> What is needed:
From the Lean tutorial text, return verbatim the part that opens with the words containing "Interactive Theorem Proving" and closes with "files are provided.".

> Passage shown:

____

Interactive Theorem Proving in Lean

18th CICM, Brasilia. 6-10 October 2025.
Florent Schaffhauser, Heidelberg University.

Organisation of the tutorial

• Duration: 3h.
• Each session: 1/3 Presentation, 2/3 Hands-on practice.
• Practice files are provided.
• No installation of Lean required.

Outline

• Goal: to learn how to use a programming language to represent mathematical objects and proofs.
• Intended audience: mathematics educators and students who are not familiar with programming.
• Format: 3h tutorial for complete beginners.
  • Session 1: Lean's syntax and pattern-matching (1h).
  • Session 2: Dependent type theory and applications to mathematics (2h).
• Your indispensable companion: The Mathlib 4 documentation webpage, hosted on the Leanprover community website. Just google Mathlib GitHub!

The Lean 4 web server

• If you would rather dive straight into the practice files, here are the first two 😊 . There will be one more on the last slide!

  

• The first file is about the Lean syntax (it is very basic, but might be useful if you have little to no experience in programming). The second file is about basic tactics.

• These files open in the Lean 4 web server, from which you can download the edited files to save your work! Just look for the Save File button in the menu on the top right.

The Lean syntax

• Terms:

  def aListOfNat     : List Nat    := [1, 2, 3]
  def aListOfStrings : List String := ["Hello, ", "world!"]
  

• Introduction of functions:

  def successor    : Nat → Nat           := fun n ↦ 1 + n
  def prepend_zero : List Nat → List Nat := fun L ↦ (0 :: L)
  

• Evaluation of functions:

  #eval successor 41             -- 42
  #eval prepend_zero aListOfNat  -- [0, 1, 2, 3]
  

Inductive types

• You can think of a type as a label attached to a term. Thanks to that label, you can quantify over terms of that type.

  theorem EuclideanDivision : Prop := 
    ∀ (a b : Nat), b ≠ 0 → ∃ (q r : Nat), (a = q * b + r) ∧ (r < b)
  

• Types can be inductively defined, by specifying special functions called constructors.

____

> Rows:
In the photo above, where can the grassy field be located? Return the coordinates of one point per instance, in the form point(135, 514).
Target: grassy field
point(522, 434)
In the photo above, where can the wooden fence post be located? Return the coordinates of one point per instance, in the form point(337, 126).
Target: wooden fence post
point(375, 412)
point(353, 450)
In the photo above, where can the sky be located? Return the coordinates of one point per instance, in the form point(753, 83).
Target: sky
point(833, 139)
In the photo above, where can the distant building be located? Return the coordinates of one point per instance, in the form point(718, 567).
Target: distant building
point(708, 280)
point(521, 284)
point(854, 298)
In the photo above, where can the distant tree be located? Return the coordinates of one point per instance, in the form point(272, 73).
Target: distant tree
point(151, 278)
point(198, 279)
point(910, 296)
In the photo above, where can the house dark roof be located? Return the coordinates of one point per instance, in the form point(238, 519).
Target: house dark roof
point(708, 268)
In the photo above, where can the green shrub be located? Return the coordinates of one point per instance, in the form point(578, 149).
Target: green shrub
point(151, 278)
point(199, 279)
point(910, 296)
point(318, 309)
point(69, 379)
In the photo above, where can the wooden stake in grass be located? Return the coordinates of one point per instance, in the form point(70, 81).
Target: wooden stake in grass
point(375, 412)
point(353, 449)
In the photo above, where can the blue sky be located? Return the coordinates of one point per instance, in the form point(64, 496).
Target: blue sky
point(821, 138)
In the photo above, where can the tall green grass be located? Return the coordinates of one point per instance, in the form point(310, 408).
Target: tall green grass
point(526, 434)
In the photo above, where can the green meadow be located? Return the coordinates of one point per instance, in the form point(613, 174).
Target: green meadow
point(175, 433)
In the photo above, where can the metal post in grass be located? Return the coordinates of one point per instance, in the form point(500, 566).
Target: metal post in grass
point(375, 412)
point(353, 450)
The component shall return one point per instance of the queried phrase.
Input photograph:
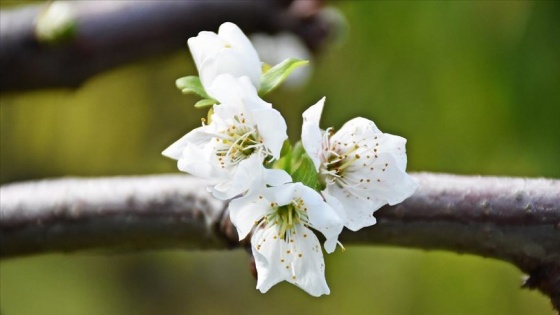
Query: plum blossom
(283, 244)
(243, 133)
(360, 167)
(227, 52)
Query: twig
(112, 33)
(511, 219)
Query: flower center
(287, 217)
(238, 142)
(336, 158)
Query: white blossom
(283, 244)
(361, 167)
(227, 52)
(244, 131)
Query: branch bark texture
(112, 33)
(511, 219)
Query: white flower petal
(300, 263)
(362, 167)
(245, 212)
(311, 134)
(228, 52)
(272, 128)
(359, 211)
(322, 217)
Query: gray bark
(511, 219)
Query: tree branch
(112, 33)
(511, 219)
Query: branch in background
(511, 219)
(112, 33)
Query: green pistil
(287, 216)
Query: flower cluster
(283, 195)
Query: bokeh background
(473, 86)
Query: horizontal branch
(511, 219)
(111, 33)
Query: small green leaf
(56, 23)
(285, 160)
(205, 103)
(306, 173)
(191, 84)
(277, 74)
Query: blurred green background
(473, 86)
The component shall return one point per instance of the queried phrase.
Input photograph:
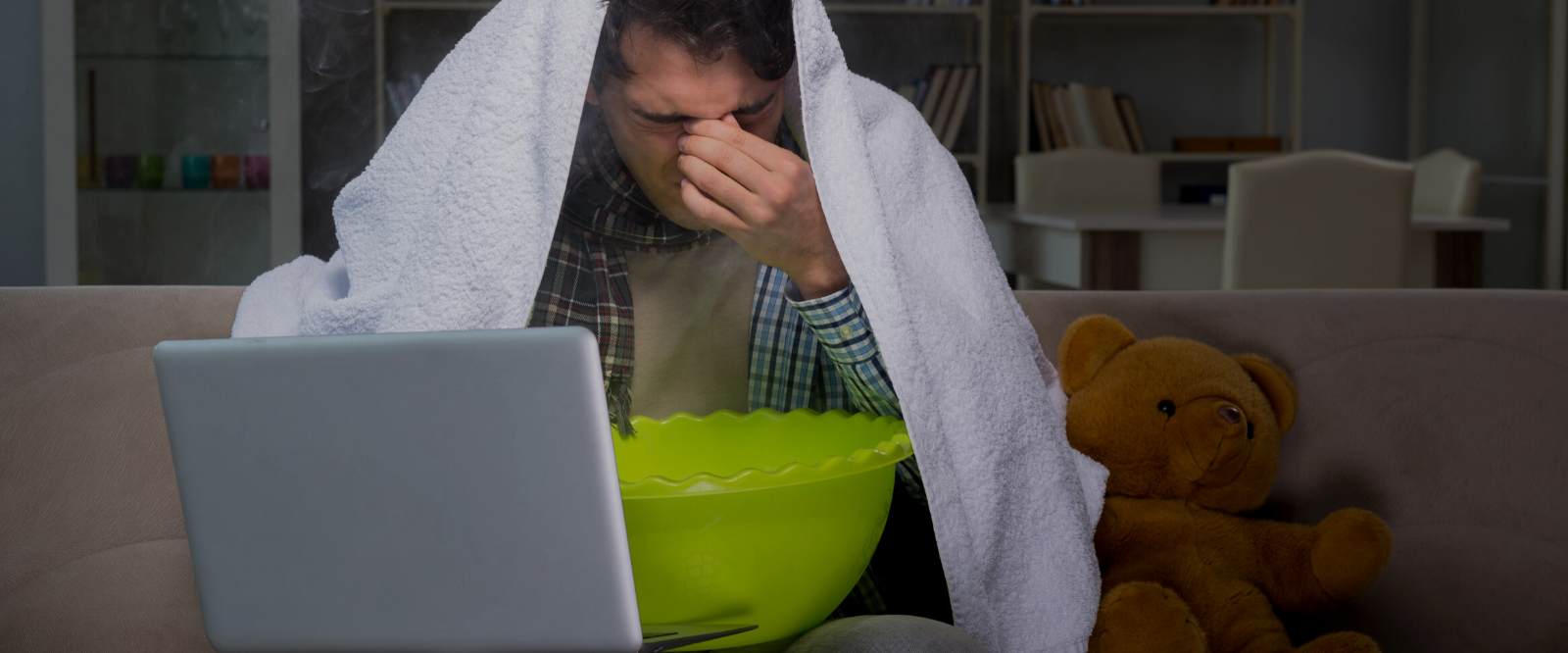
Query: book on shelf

____

> Complete answer:
Interactive Theorem Proving in Lean

18th CICM, Brasilia. 6-10 October 2025.
Florent Schaffhauser, Heidelberg University.

Organisation of the tutorial

• Duration: 3h.
• Each session: 1/3 Presentation, 2/3 Hands-on practice.
• Practice files are provided.